### Short problem 1
In the Statalist message, how much does the writer's institutional SAS 9.4 license cost?
** Begin Excerpted text **
Bookmark and Share

Notice: On April 23, 2014, Statalist moved from an email list to a forum, based at statalist.org.


[Date Prev][Date Next][Thread Prev][Thread Next][Date Index][Thread Index]

Re: large data sets (was st: A faster way to gsort)


From   "Joseph Coveney" <[email protected]>
To   <[email protected]>
Subject   Re: large data sets (was st: A faster way to gsort)
Date   Fri, 14 Mar 2014 11:44:09 +0900

Jeph Herrin wrote:

>
> As for #1, wouldn't additional RAM be cheaper than a SAS license?  And if
> you're maxed-out on memory slots, wouldn't even a more powerful workstation be
> cheaper than a SAS license?
>

My institutional SAS 9.4 license runs me $49, so no.

More pointedly, in this situation, I must work remotely (because the 
database is on the order of several TB, and for data security reasons), 
so I don't have a lot of control over the environment.
** End Excerpted text **
### Short problem 2
In the rows below, turn the lines starting at the one that contains "of the parked" and ending at the one that contains "[[888, 452], [14, 438], [225, 418], [57, 424]]" into a numbered list, leaving out any blank lines.
** Begin Provided data **
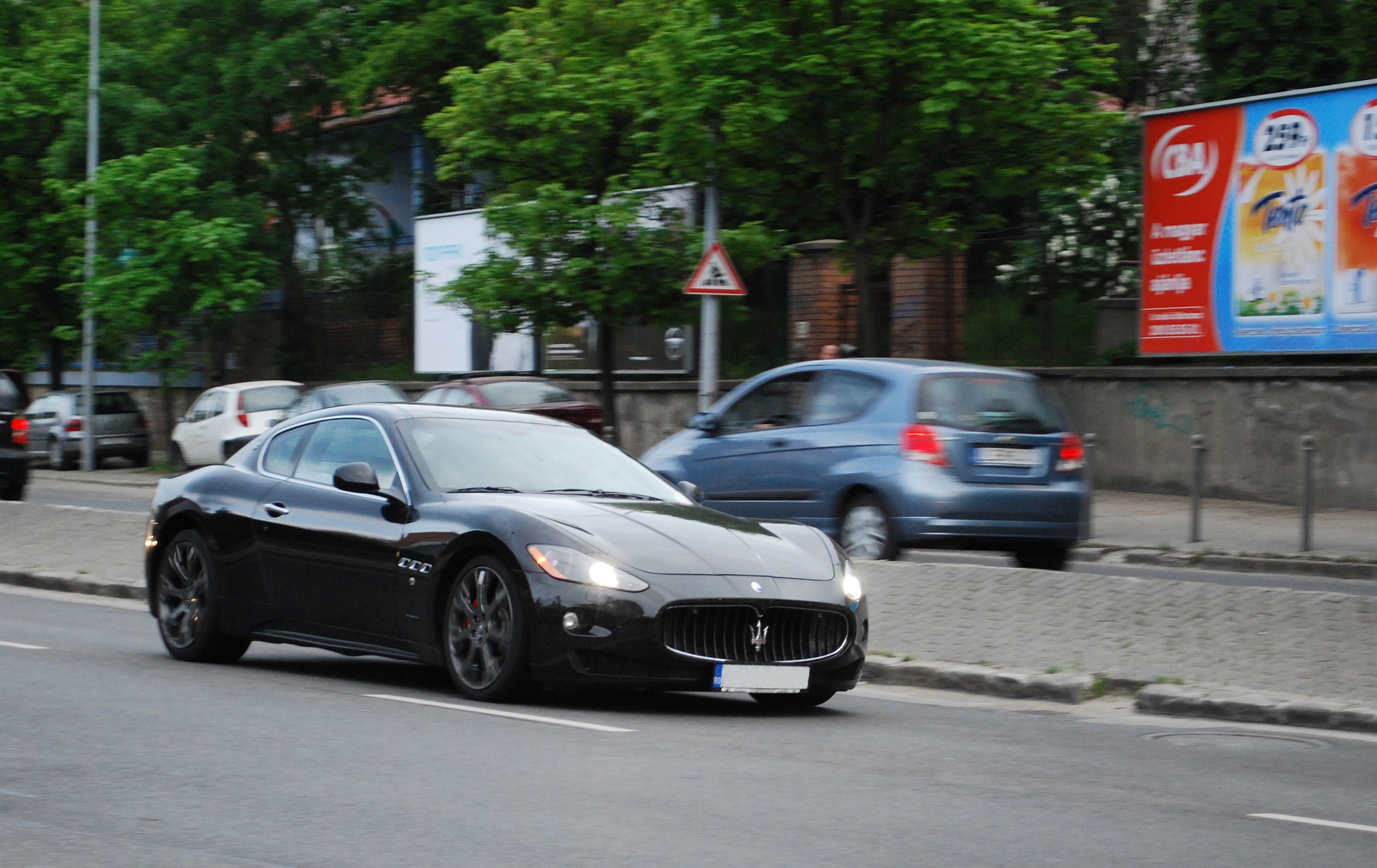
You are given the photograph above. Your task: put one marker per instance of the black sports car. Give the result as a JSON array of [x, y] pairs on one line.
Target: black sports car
[[507, 548]]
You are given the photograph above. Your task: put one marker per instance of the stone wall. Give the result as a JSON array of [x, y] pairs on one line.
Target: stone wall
[[1252, 420]]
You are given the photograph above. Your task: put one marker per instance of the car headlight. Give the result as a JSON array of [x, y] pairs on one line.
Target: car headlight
[[573, 566], [850, 583]]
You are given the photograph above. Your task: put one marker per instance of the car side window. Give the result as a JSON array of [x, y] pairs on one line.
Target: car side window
[[777, 403], [337, 442], [281, 452], [842, 395]]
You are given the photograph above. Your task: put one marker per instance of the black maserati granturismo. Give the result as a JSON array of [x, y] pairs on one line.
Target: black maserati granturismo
[[509, 548]]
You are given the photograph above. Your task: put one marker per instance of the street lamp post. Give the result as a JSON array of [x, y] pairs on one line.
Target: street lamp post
[[89, 318]]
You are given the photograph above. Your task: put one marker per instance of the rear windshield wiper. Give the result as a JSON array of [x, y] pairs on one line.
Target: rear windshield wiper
[[599, 493]]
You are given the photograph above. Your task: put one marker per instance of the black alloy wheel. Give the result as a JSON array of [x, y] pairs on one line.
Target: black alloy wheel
[[485, 631], [1041, 556], [188, 608], [867, 532], [784, 702]]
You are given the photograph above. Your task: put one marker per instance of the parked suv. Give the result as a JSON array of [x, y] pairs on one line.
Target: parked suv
[[888, 452], [14, 438], [225, 418], [57, 424]]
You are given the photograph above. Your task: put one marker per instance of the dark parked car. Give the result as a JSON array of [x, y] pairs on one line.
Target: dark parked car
** End Provided data **
### Exercise response 1
$49

### Exercise response 2
1. You are given the photograph above. Your task: put one marker per instance of the parked suv. Give the result as a JSON array of [x, y] pairs on one line.
2. Target: parked suv
3. [[888, 452], [14, 438], [225, 418], [57, 424]]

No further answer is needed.